*PASSAGE PROVIDED*
11) John Hellweg, 10/29/1988 -- rhrp/rhsp, High A

7 wins, 4 losses. 95.2 IP, 3.67 ERA, 76 hits, 121 K/63 BB. 13 runs saved, 2.9 WAR

No other prospect in the Angels' system has raised his profile more than Hellweg, who's now attracting national attention and will surely crack most every Angels' top ten prospects rankings. Not bad for a guy who had walked 32 batters in just 31.2 innings while sporting a 6.54 ERA at the allstar break, eh?

To their credit, the Angels' player development folks saw through the numbers and gave Hellweg a spot in the 66'ers rotation at the end of June. Perhaps they noted improvement in Hellweg's delivery. Perhaps they wanted to give Hellweg more innings to work through his command issues. Perhaps they were just desperate for another starter, since the Angels' organization began the 2011 season thin on A-Ball arms. Most likely, it was a combination of all of those factors.

Hellweg ran with the opportunity from the allstar break through the playoffs. He halved his walk rate to 4.2 per nine innings (dramatically better though still problematic). He boosted his groundball rate up past the 60% threshold. His K rate, already impressive, jumped to a staggering 12.2 per nine innings. He didn't give up any more homeruns. It's difficult to exaggerate just how awesome he was from July through the playoffs in September. The Big Unit reincarnate, back in right-handed form.

So how has the Hellweg who walked a batter every inning changed into the Hellweg who only issues a free pass every other inning? Here's some video I took of him in 2010:


Next, here's some footage of him from this summer (thank you Bullpen Banter):


It's not an exactly apples to apples, since Hellweg is doing the starters' full windup in the second video, but notice how he's dramatically toned down his follow through. If you want a point of reference for what I mean, track his trailing leg: in the first video, it came whipping around, and landed at different points as Hellweg spun off of the mound. With several of the pitches, it seemed like he was trying to be more deliberate with his follow through, yet he couldn't repeat the same motion twice.

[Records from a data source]
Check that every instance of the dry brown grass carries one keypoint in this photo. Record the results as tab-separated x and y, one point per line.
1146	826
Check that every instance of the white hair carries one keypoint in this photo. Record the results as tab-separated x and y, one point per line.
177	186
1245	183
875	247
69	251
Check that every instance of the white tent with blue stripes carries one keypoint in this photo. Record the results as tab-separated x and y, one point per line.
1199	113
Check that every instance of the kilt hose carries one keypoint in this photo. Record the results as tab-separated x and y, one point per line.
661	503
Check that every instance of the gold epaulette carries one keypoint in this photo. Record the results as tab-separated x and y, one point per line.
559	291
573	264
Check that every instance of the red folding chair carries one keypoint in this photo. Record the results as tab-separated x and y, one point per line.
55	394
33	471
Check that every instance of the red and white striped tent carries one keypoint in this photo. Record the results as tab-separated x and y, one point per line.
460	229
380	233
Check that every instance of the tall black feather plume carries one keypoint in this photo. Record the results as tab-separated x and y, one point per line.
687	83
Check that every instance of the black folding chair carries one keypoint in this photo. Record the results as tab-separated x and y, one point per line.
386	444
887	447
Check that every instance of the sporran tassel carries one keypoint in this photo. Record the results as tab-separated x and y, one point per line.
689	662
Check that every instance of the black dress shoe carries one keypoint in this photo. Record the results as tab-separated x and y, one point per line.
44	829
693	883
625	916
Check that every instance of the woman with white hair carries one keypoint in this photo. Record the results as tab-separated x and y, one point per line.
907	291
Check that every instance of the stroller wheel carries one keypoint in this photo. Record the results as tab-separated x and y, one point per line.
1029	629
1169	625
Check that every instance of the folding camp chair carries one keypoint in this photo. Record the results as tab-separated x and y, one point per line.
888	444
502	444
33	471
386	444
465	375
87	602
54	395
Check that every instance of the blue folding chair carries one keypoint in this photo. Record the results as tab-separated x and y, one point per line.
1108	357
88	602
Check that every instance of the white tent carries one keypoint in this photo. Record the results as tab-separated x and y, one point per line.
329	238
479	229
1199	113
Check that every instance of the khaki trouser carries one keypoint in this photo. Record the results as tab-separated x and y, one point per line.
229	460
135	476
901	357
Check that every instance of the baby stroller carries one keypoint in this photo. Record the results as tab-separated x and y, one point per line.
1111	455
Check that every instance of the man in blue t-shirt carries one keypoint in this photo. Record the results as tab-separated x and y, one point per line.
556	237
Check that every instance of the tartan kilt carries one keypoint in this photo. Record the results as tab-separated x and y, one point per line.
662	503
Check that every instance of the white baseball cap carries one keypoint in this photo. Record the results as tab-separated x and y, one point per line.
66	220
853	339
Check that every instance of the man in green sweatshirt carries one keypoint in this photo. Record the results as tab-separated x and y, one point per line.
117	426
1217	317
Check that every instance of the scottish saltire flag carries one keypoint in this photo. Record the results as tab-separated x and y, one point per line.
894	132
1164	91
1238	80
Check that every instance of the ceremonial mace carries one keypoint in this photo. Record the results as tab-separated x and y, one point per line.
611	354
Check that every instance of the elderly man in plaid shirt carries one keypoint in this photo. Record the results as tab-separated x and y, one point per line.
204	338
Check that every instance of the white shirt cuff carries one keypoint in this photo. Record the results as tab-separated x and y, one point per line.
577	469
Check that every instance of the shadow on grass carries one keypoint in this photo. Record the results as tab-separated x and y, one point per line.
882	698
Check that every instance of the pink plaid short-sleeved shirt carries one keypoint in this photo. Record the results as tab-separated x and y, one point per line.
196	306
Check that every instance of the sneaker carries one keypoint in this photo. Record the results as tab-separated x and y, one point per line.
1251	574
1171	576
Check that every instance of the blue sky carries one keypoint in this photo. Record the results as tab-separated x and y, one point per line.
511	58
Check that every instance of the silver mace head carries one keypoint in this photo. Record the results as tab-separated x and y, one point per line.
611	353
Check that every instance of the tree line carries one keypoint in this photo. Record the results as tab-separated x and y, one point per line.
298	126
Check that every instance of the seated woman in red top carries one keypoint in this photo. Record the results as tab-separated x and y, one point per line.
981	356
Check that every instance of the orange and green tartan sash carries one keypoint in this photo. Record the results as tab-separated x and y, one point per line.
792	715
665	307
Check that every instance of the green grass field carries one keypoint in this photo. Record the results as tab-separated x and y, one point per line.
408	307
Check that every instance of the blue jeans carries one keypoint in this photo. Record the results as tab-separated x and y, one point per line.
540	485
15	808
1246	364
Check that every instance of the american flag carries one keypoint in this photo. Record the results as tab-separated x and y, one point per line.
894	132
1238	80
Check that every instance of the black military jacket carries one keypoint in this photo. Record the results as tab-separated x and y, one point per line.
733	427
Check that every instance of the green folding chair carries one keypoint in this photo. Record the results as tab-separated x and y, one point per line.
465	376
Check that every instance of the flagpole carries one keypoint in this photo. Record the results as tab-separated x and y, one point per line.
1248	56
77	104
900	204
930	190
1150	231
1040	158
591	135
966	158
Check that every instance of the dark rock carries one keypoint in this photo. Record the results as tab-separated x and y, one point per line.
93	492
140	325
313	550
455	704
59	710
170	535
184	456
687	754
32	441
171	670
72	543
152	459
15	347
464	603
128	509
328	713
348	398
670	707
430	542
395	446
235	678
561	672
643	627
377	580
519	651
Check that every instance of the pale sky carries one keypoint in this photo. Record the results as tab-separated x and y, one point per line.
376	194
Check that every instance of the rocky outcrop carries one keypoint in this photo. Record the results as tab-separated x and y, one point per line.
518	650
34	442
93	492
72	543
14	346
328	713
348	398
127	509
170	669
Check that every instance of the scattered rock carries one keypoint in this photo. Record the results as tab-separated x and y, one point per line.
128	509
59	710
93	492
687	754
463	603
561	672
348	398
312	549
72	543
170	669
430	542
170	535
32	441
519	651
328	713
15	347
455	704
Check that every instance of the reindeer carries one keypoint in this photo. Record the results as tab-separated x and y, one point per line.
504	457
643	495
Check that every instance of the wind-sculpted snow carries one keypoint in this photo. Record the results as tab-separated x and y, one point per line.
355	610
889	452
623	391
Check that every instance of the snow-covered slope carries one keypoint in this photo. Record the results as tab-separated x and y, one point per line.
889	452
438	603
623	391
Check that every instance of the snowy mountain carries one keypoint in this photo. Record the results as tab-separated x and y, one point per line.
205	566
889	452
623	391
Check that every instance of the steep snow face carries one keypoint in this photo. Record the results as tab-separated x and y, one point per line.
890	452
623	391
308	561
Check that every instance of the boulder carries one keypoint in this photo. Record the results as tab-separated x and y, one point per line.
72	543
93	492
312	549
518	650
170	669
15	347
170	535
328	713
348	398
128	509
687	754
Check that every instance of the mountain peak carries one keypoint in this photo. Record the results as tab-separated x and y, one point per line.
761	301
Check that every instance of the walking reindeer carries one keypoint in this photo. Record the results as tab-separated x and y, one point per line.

*WHAT IS BEING ASKED*
Please continue the write-up on pitching prospect John Hellweg, shown above before the lines, from where it stops.

*EXERCISE RESPONSE*
In the second video, Hellweg is much smoother. Instead of whipping around, the trailing leg now comes around smoothly and deliberately, landing with purpose at a point roughly in line with his front foot. That rids his delivery of much of its former violence, appearing to slow down all of his mechanics. You do that with some pitchers, and the quality of their stuff suffers. Their fastball drops a few ticks, or they lose the jerky movement that had made their breaking ball special (or, in some tragic cases, both things happen). With Hellweg, the more deliberate delivery makes his fastball seem all the more explosive, appearing to jump out of his hand and on to hitters before they can react. The slurvey breaking ball remains a plus pitch in both places.

This guy could be special. While it's possible that he regress in all kinds of ways, and even in the best case scenario is likely a few years away, his ceiling is as high or higher than any of the players we've looked at yet.

10) Gabriel Perez, 06/03/1991 -- rhsp, DSL Rookie Ball.

10 wins, 1 loss. 73.2 IP, 1.47 ERA, 41 hits, 76 K/28 BB. 24 runs saved, 3.0 WAR

Perez was the staff ace of the DSL Angels this year, and his story is basically the same as the rest of the rotation: great, great numbers. Now, all we need is a scouting report. The performance had to have earned him a ticket stateside, so we'll see what he's got in the spring.